• _Directive_
Show every line of the records that contains the string "gray", treating uppercase and lowercase as different.

Stored records:
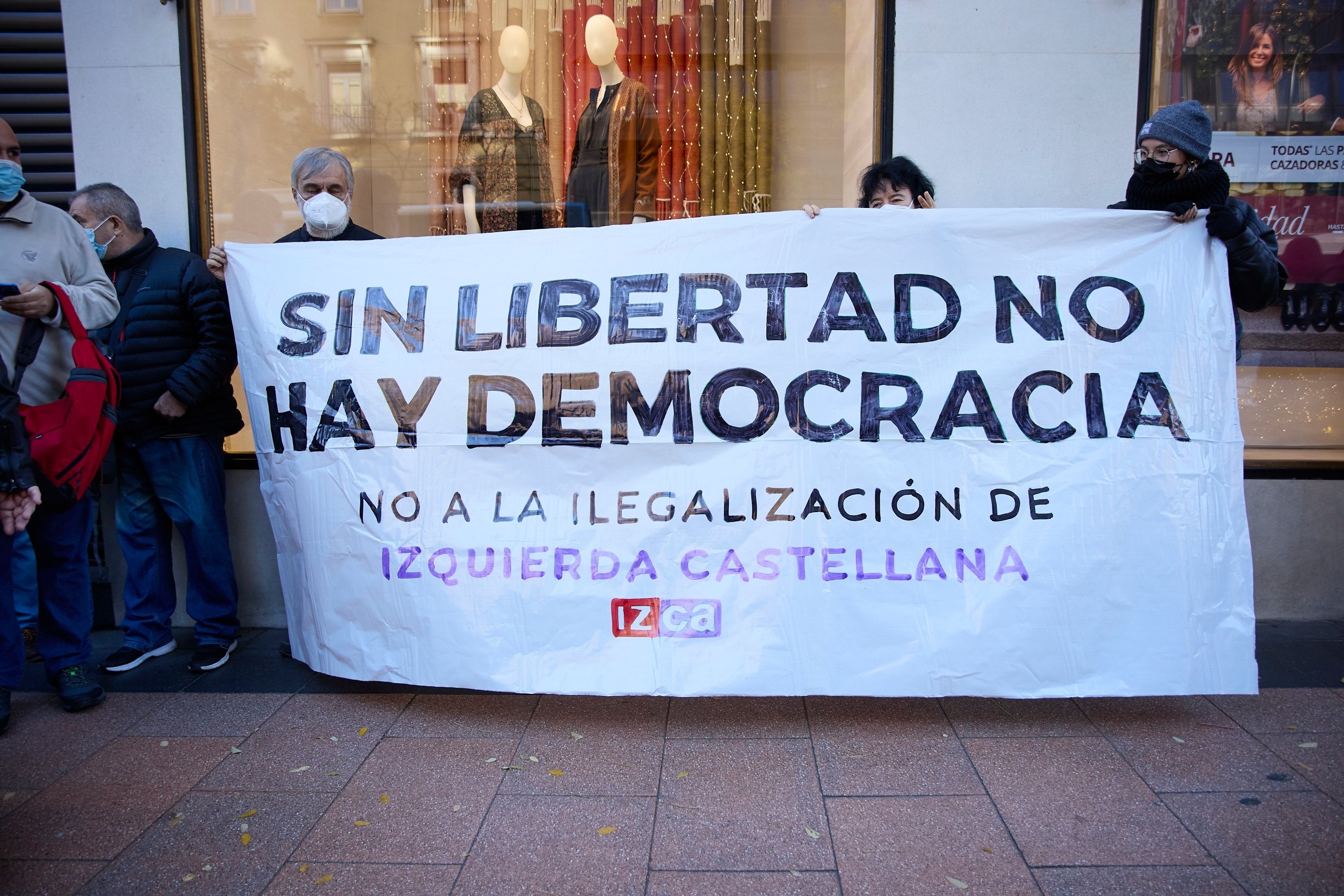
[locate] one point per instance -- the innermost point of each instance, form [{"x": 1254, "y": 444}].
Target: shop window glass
[
  {"x": 1271, "y": 74},
  {"x": 752, "y": 101}
]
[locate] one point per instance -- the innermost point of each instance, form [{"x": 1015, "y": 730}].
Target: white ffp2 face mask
[{"x": 326, "y": 213}]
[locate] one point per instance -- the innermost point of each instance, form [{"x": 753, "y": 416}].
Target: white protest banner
[{"x": 877, "y": 453}]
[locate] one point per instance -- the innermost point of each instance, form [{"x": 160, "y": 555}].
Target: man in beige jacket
[{"x": 39, "y": 242}]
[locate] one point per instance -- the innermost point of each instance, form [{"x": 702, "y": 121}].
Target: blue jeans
[
  {"x": 65, "y": 597},
  {"x": 11, "y": 642},
  {"x": 25, "y": 578},
  {"x": 167, "y": 482}
]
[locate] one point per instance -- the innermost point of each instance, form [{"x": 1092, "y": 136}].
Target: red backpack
[{"x": 69, "y": 437}]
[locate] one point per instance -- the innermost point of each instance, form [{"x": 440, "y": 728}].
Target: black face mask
[{"x": 1156, "y": 172}]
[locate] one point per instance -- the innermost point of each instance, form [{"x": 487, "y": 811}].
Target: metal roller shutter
[{"x": 34, "y": 97}]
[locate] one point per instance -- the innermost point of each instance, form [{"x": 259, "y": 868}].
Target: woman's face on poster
[{"x": 1261, "y": 53}]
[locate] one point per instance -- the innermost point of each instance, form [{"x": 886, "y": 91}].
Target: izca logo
[{"x": 670, "y": 618}]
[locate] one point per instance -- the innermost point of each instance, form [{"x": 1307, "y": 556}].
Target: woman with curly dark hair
[{"x": 897, "y": 182}]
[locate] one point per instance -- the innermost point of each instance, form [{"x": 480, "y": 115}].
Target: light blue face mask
[
  {"x": 11, "y": 181},
  {"x": 92, "y": 233}
]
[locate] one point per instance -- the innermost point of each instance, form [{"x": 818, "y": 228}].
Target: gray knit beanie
[{"x": 1185, "y": 125}]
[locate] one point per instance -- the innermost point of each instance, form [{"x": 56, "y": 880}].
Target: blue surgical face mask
[
  {"x": 11, "y": 181},
  {"x": 92, "y": 233}
]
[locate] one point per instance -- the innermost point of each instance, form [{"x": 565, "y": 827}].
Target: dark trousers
[
  {"x": 167, "y": 482},
  {"x": 65, "y": 597}
]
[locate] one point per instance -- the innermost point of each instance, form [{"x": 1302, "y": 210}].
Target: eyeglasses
[{"x": 1162, "y": 154}]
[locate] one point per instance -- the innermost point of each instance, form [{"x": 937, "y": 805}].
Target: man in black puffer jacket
[
  {"x": 1174, "y": 174},
  {"x": 174, "y": 346}
]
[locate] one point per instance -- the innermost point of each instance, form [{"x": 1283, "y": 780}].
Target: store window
[
  {"x": 1271, "y": 74},
  {"x": 753, "y": 105}
]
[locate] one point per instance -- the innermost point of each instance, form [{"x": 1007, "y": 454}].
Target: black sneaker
[
  {"x": 210, "y": 656},
  {"x": 77, "y": 692},
  {"x": 127, "y": 659}
]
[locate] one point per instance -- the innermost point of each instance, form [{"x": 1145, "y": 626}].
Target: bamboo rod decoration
[
  {"x": 693, "y": 111},
  {"x": 556, "y": 90},
  {"x": 749, "y": 105},
  {"x": 737, "y": 151},
  {"x": 721, "y": 108},
  {"x": 678, "y": 34},
  {"x": 663, "y": 101},
  {"x": 709, "y": 127},
  {"x": 765, "y": 101},
  {"x": 635, "y": 34}
]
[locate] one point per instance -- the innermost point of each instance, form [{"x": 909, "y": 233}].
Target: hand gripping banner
[{"x": 883, "y": 453}]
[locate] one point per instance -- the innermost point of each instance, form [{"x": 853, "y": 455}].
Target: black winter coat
[
  {"x": 15, "y": 462},
  {"x": 174, "y": 334}
]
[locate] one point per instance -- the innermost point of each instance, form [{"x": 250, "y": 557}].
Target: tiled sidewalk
[{"x": 431, "y": 793}]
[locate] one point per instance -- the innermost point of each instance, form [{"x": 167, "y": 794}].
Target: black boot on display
[{"x": 77, "y": 692}]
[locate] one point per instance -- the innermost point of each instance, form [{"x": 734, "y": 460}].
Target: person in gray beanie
[{"x": 1174, "y": 174}]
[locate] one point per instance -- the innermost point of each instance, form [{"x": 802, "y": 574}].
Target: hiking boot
[
  {"x": 77, "y": 692},
  {"x": 210, "y": 656},
  {"x": 127, "y": 657}
]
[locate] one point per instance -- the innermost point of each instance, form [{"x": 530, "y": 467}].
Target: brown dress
[
  {"x": 632, "y": 151},
  {"x": 508, "y": 164}
]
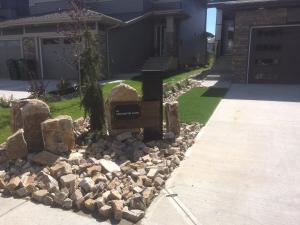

• _Answer_
Target: gray knit beanie
Target: person in gray beanie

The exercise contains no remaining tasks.